Image-backed grounding data:
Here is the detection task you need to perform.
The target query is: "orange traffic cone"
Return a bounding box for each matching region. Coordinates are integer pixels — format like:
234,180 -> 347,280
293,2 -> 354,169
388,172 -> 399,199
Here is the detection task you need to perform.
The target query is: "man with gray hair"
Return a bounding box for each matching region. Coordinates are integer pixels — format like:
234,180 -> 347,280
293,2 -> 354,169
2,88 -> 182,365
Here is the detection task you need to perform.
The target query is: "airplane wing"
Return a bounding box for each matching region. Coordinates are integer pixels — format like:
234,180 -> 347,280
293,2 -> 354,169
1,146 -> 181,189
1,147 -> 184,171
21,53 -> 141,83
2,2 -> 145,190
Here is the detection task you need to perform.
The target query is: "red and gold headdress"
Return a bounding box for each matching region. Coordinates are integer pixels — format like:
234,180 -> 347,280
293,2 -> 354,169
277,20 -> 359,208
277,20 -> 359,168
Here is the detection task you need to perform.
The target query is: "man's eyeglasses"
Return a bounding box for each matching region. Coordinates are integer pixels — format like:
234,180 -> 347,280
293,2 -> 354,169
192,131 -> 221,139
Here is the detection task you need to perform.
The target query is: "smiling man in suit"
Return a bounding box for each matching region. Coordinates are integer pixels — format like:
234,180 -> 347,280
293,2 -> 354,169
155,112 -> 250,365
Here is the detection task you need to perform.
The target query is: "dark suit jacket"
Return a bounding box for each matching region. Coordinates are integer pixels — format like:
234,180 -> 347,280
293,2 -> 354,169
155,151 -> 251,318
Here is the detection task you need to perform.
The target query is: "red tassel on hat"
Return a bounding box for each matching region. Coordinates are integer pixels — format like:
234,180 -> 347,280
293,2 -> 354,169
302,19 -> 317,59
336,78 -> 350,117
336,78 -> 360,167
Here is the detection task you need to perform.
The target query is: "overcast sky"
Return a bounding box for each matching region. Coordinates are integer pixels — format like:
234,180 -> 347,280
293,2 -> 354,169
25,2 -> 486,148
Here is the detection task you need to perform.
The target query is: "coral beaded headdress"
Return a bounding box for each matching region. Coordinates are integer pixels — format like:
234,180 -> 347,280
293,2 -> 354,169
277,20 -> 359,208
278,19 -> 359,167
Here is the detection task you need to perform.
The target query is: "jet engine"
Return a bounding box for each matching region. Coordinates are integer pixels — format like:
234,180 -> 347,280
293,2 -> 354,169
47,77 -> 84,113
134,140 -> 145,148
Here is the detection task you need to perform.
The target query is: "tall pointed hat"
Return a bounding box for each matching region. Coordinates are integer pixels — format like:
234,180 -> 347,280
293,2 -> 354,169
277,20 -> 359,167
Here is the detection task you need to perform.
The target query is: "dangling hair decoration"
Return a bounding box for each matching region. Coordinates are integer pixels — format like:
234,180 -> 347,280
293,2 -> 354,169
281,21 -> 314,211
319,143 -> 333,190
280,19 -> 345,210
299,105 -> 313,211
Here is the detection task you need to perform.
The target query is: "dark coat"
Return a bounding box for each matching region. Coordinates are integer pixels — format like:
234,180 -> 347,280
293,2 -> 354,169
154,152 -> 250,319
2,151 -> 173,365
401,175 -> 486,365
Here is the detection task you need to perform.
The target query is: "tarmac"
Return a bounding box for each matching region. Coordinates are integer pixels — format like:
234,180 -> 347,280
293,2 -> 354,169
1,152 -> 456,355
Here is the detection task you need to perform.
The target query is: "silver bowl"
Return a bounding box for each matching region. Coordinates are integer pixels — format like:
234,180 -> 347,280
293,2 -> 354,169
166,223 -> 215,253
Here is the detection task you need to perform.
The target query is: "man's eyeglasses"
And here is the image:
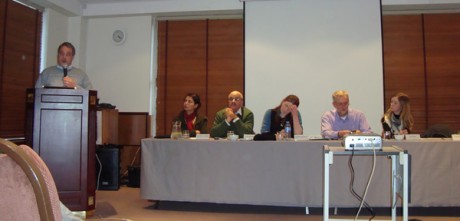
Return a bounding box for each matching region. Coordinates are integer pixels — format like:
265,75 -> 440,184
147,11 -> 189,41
228,97 -> 242,102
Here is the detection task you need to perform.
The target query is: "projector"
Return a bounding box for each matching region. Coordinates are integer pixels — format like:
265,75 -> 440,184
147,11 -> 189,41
343,133 -> 382,150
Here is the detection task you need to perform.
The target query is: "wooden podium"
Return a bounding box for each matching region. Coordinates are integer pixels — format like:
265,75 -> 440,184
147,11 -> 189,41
25,88 -> 97,212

### [Exercise brief]
Return only the number of lines in the data above that include the word "headdress".

### [Exercise answer]
2